EXERCISE ->
Count the lines in the records below that contain the word "truck", and reply with only that number.

Data lines ->
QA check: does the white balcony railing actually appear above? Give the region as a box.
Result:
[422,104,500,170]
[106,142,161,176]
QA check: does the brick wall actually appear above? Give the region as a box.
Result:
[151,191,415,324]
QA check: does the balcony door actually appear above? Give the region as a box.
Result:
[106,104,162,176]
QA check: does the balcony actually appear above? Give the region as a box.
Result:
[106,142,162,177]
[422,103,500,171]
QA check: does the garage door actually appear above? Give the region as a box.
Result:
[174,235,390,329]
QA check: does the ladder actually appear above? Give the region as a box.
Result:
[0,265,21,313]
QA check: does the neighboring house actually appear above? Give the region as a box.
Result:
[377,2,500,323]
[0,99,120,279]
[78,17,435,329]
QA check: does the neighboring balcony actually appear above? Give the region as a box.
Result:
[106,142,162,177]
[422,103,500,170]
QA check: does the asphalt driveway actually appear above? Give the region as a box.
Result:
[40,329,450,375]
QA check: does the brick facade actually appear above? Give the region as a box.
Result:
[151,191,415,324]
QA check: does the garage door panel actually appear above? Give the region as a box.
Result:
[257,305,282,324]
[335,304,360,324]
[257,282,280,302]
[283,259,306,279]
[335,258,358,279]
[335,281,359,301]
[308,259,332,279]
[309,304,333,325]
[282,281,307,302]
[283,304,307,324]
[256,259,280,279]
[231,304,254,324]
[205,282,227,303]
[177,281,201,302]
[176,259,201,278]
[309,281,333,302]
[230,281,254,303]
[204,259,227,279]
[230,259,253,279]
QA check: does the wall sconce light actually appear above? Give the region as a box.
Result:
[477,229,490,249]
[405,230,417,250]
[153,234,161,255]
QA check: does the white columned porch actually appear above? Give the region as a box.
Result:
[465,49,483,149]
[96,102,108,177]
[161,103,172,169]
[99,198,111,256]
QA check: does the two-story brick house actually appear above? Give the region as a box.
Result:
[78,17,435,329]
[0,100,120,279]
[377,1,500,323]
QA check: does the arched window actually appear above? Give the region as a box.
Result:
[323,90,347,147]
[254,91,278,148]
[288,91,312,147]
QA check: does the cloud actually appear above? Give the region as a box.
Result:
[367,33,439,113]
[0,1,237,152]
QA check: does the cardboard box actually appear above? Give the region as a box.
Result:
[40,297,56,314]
==
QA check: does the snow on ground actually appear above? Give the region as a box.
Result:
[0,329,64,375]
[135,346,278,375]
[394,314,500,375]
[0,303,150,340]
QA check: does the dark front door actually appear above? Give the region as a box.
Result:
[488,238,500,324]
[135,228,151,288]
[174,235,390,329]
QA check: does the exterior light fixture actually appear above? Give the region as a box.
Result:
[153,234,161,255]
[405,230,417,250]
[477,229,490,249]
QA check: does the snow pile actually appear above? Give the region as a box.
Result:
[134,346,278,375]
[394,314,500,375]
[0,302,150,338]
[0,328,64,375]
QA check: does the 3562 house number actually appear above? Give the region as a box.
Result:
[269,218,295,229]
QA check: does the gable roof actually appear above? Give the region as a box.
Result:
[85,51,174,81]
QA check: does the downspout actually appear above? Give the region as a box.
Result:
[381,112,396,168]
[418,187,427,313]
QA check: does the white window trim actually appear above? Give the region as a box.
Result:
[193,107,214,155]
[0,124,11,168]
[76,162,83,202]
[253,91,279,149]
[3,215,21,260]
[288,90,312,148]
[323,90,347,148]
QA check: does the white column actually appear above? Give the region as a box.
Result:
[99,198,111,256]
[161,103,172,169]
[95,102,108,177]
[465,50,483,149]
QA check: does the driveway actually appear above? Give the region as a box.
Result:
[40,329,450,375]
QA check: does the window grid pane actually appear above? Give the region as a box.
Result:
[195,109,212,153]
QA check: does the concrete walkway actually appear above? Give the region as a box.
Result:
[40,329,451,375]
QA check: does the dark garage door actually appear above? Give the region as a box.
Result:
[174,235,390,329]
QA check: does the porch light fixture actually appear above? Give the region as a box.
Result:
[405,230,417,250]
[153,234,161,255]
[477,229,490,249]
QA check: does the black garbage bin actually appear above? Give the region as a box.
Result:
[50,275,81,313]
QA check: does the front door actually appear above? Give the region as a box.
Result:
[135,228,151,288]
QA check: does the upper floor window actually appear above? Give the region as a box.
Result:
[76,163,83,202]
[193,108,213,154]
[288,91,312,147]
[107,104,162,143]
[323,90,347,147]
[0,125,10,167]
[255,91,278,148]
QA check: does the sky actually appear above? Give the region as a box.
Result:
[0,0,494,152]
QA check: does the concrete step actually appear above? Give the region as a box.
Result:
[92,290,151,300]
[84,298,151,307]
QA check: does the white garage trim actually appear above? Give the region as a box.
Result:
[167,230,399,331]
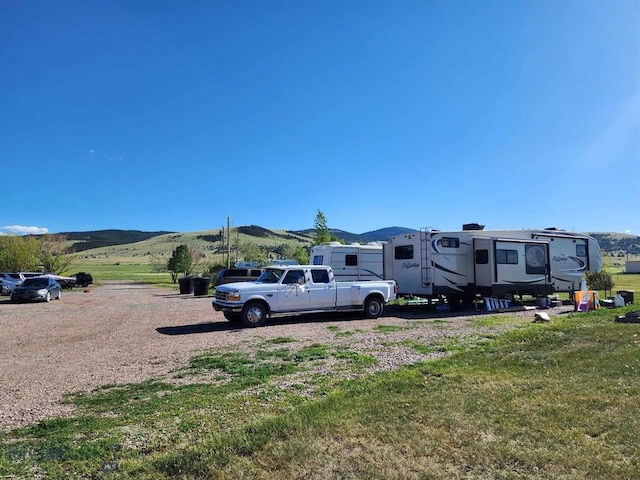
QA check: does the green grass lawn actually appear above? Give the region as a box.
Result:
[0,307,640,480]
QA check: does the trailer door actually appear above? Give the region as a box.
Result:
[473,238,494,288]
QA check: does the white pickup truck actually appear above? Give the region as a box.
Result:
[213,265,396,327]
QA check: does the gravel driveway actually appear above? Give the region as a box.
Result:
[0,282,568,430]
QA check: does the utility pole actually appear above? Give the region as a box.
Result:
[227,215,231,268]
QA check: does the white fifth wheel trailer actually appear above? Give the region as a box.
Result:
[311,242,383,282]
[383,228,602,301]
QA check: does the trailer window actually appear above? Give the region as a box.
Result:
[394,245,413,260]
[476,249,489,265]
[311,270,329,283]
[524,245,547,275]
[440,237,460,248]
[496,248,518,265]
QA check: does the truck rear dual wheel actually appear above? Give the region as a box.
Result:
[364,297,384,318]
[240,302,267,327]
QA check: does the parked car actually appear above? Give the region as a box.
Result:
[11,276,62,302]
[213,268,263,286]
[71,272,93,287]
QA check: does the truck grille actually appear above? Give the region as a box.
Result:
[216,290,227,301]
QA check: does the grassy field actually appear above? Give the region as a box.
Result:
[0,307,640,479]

EXPECTED ANSWER ->
3